## [Exercise prompt]
A complete, exact copy of the records below is the required result.

[Point-per-instance localization data]

---

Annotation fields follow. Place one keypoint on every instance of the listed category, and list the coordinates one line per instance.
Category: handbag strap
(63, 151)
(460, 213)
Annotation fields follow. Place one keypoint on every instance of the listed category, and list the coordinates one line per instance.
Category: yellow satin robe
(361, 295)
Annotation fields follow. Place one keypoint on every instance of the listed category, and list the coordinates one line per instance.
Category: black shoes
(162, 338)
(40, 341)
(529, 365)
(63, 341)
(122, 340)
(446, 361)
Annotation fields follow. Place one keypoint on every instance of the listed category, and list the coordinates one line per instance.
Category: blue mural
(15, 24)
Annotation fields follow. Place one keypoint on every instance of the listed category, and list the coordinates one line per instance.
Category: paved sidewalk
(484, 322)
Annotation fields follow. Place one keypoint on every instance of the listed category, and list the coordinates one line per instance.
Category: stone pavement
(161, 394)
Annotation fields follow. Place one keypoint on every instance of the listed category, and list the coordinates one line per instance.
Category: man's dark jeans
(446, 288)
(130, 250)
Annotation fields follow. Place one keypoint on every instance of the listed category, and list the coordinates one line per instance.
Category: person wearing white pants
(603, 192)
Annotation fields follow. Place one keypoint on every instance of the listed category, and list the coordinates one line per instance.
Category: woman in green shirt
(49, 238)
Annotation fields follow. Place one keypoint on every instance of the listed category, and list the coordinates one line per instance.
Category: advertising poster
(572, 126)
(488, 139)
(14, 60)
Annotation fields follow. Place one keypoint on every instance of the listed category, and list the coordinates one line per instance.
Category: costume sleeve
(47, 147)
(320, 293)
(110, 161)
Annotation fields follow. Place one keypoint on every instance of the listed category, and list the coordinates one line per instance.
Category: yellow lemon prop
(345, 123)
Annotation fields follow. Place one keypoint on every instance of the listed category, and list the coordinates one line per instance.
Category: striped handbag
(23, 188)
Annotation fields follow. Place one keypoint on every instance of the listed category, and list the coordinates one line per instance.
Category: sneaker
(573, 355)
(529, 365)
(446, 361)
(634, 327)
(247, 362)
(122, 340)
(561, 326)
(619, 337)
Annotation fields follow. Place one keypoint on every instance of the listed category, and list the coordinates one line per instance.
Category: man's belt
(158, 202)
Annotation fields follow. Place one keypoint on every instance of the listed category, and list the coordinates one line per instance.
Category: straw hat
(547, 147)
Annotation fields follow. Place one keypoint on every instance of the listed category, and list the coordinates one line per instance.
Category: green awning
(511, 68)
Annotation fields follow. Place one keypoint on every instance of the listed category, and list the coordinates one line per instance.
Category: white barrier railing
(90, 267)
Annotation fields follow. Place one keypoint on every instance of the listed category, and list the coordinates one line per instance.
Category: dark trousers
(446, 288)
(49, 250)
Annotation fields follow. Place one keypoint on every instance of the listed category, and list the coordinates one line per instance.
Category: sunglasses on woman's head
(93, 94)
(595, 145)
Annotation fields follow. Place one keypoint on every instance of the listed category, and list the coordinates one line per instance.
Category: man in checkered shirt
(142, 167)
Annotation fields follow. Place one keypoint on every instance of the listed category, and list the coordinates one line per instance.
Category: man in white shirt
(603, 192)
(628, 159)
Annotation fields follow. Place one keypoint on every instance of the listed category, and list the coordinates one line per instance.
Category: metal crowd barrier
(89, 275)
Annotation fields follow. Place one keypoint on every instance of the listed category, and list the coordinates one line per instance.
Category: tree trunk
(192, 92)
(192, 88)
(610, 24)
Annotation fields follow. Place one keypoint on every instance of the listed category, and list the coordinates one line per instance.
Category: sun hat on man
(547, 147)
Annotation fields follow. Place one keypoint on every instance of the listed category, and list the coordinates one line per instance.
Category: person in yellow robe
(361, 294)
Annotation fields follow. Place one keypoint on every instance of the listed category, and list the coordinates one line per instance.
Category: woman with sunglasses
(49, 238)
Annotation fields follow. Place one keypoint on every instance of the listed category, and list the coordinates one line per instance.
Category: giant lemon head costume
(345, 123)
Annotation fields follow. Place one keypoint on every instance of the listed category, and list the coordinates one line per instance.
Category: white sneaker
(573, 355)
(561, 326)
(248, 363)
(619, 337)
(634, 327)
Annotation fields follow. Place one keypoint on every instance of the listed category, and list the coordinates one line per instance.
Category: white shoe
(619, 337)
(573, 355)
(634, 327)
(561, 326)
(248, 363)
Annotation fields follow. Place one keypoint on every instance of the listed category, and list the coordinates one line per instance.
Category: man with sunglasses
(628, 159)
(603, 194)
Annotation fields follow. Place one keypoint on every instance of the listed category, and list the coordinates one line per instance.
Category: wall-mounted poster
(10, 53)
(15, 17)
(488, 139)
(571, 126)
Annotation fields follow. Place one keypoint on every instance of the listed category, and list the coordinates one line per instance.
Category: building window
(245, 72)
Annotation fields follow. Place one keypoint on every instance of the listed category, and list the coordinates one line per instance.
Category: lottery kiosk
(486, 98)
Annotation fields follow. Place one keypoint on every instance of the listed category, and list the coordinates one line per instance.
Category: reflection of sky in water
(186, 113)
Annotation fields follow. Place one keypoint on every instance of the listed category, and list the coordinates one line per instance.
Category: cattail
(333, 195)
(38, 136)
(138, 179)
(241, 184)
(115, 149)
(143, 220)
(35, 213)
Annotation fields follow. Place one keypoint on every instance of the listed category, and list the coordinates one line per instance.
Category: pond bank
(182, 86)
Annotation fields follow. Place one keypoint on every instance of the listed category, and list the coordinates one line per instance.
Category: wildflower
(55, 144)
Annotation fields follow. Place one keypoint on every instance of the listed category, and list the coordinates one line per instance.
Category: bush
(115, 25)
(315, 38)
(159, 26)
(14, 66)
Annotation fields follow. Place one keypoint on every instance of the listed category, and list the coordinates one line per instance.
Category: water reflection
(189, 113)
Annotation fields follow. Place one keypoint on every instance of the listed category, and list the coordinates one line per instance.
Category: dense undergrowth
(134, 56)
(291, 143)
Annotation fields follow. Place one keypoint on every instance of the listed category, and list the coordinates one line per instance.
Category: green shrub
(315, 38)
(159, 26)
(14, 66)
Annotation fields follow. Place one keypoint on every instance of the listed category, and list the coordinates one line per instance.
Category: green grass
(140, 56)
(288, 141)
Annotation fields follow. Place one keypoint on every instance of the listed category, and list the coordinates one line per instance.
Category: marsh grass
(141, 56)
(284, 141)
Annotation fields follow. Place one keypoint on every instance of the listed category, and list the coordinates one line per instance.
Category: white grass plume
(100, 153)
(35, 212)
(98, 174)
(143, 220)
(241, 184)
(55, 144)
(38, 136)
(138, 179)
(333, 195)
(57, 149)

---

## [Solution to this problem]
Annotation fields follow. Place one keypoint on every instance of the listed category, and list the coordinates one line per instance.
Category: handbag strap
(63, 151)
(460, 213)
Annotation fields follow. Place one keypoint on every instance of the listed category, and list the coordinates one line per instance.
Category: yellow satin robe
(361, 295)
Annotation fields follow. Place one keypoint on every instance of the listed category, and list the coordinates one line per instance.
Category: black shoes
(162, 338)
(40, 341)
(529, 365)
(63, 341)
(122, 340)
(446, 361)
Annotation fields follow. Place one keypoint on every instance of the listed category, and list the coordinates one line per instance.
Category: blue mural
(15, 24)
Annotation fields follow. Place one keypoint on every instance of the listed category, and list the coordinates one line per instance.
Category: paved sidewalk
(484, 322)
Annotation fields follow. Place one keypoint on every instance of the listed category, and list the coordinates one line per instance.
Category: stone pavement
(161, 394)
Annotation fields follow. Place one keypoint on every instance of the listed category, and list the coordinates one line per instance.
Category: man's dark jeans
(446, 288)
(130, 250)
Annotation fields follow. Place one keypoint on every instance of the listed category, and list the coordinates one line per instance.
Category: person wearing white pants
(603, 192)
Annotation fields follow. Place one keypoint on every instance of the listed category, and list the coordinates one line per instance.
Category: woman in green shirt
(49, 238)
Annotation fields follow. Place one keypoint on every instance of the listed category, and list the coordinates one line per instance.
Category: advertising poster
(572, 126)
(488, 139)
(14, 60)
Annotation fields follow. Place one keypoint on every instance of the listed category, and list the coordinates one line per instance.
Category: costume sleeve
(47, 147)
(320, 293)
(110, 161)
Annotation fields follow. Place one keypoint on every instance of the listed category, and list the coordinates one line per instance.
Category: yellow lemon prop
(345, 123)
Annotation fields follow. Place one keypoint on every instance of the listed category, and list the coordinates one line per instance.
Category: striped handbag
(23, 188)
Annotation fields follow. Place one keypoint on every instance of the listed category, and list the coordinates one line per instance.
Category: sneaker
(573, 355)
(529, 365)
(446, 361)
(634, 327)
(247, 362)
(122, 340)
(561, 326)
(619, 337)
Annotation fields follow. Place one keypoint on every instance of the listed category, and list the coordinates one line per instance.
Category: man's belt
(158, 202)
Annotation fields follow. Place one keypoint on every instance of the listed category, and list the coordinates one line per instance.
Category: straw hat
(547, 147)
Annotation fields follow. Place one keypoint on every instance of the listed category, and list the coordinates one line per instance.
Category: green awning
(511, 68)
Annotation fields follow. Place one keypoint on every instance of the listed category, and list the coordinates one line per instance.
Category: white barrier railing
(90, 267)
Annotation fields follow. Place one keypoint on every instance of the listed category, and list the coordinates one line per instance.
Category: dark trousers
(446, 288)
(49, 250)
Annotation fields follow. Place one keypoint on every instance of the listed category, and list the coordinates one line per instance.
Category: sunglasses on woman's head
(93, 94)
(595, 145)
Annotation fields follow. Place one keypoint on every instance of the listed category, and list the coordinates one line per instance.
Category: man in checkered shirt
(142, 167)
Annotation fields follow. Place one keypoint on every instance of the listed category, and list the coordinates one line per instance.
Category: man in white shirt
(603, 192)
(628, 159)
Annotation fields follow. Place one keypoint on every instance of the listed category, and list the coordinates one line per instance.
Category: metal crowd barrier
(89, 275)
Annotation fields follow. Place one keypoint on every instance of the listed category, and list the coordinates one line per instance.
Category: tree trunk
(192, 92)
(192, 88)
(610, 24)
Annotation fields follow. Place one keypoint on every instance of the listed category, and list the coordinates one line per instance.
Category: sun hat on man
(547, 147)
Annotation fields follow. Place one keypoint on every instance of the listed category, and list the coordinates one line per instance.
Category: person in yellow robe
(361, 294)
Annotation fields follow. Place one keypoint on every instance of the listed category, and list the coordinates one line per instance.
Category: woman with sunglasses
(49, 238)
Annotation fields follow. Place one keypoint on every instance of the listed category, and list the coordinates one line per instance.
Category: giant lemon head costume
(345, 123)
Annotation fields follow. Place one keypoint on every instance of the listed category, and list the coordinates one line per instance.
Category: white sneaker
(573, 355)
(561, 326)
(248, 363)
(619, 337)
(634, 327)
Annotation fields follow. Place one keypoint on every instance of the listed category, and list the coordinates one line per instance.
Category: white shoe
(619, 337)
(573, 355)
(634, 327)
(561, 326)
(248, 363)
Annotation fields follow. Place one keypoint on every instance of the listed category, and list the coordinates one line per instance.
Category: man with sunglasses
(628, 159)
(603, 194)
Annotation fields follow. Place one keypoint on every instance of the listed category, and list the coordinates one line per instance.
Category: wall-mounted poster
(10, 53)
(15, 17)
(488, 139)
(571, 126)
Annotation fields follow. Place one keypoint on every instance of the listed category, and list the coordinates one line per instance.
Category: building window
(245, 72)
Annotation fields follow. Place one keypoint on every instance of the listed category, and list the coordinates one line per instance.
Category: lottery kiosk
(486, 98)
Annotation fields follow. Place one keypoint on every instance of the listed category, and list the coordinates one line per instance.
Category: reflection of sky in water
(186, 113)
Annotation fields follow. Place one keypoint on every instance of the listed category, and list the coordinates one line per instance.
Category: cattail
(333, 195)
(38, 136)
(138, 179)
(241, 184)
(115, 149)
(143, 220)
(35, 213)
Annotation fields follow. Place one keypoint on every instance of the listed category, and list the coordinates one line per instance.
Category: pond bank
(182, 86)
Annotation fields follow. Place one keypoint on every instance of the listed category, and list the coordinates one line per instance.
Category: wildflower
(55, 144)
Annotation fields follow. Place one keypoint on every instance of the listed category, and list the coordinates one line per instance.
Category: bush
(115, 25)
(315, 38)
(159, 26)
(14, 66)
Annotation fields follow. Place one keypoint on every instance of the listed category, and list the coordinates one line per instance.
Category: water reflection
(189, 113)
Annotation fields follow. Place one keypoint on every instance of the listed category, and list the coordinates one line per instance.
Category: dense undergrowth
(134, 56)
(291, 143)
Annotation fields follow. Place one keypoint on every instance of the listed category, and list the coordinates one line per instance.
Category: green shrub
(315, 38)
(159, 26)
(14, 66)
Annotation fields follow. Place one keypoint on every instance of the listed category, and list the coordinates one line per instance.
Category: green grass
(140, 56)
(288, 141)
Annotation fields follow. Place one keypoint on every instance of the listed category, and list the coordinates one line per instance.
Category: marsh grass
(141, 56)
(284, 141)
Annotation fields follow. Place one keypoint on every instance of the listed category, and list the coordinates one line per instance.
Category: white grass plume
(100, 153)
(35, 212)
(98, 174)
(143, 220)
(241, 184)
(55, 144)
(38, 136)
(138, 179)
(333, 195)
(57, 149)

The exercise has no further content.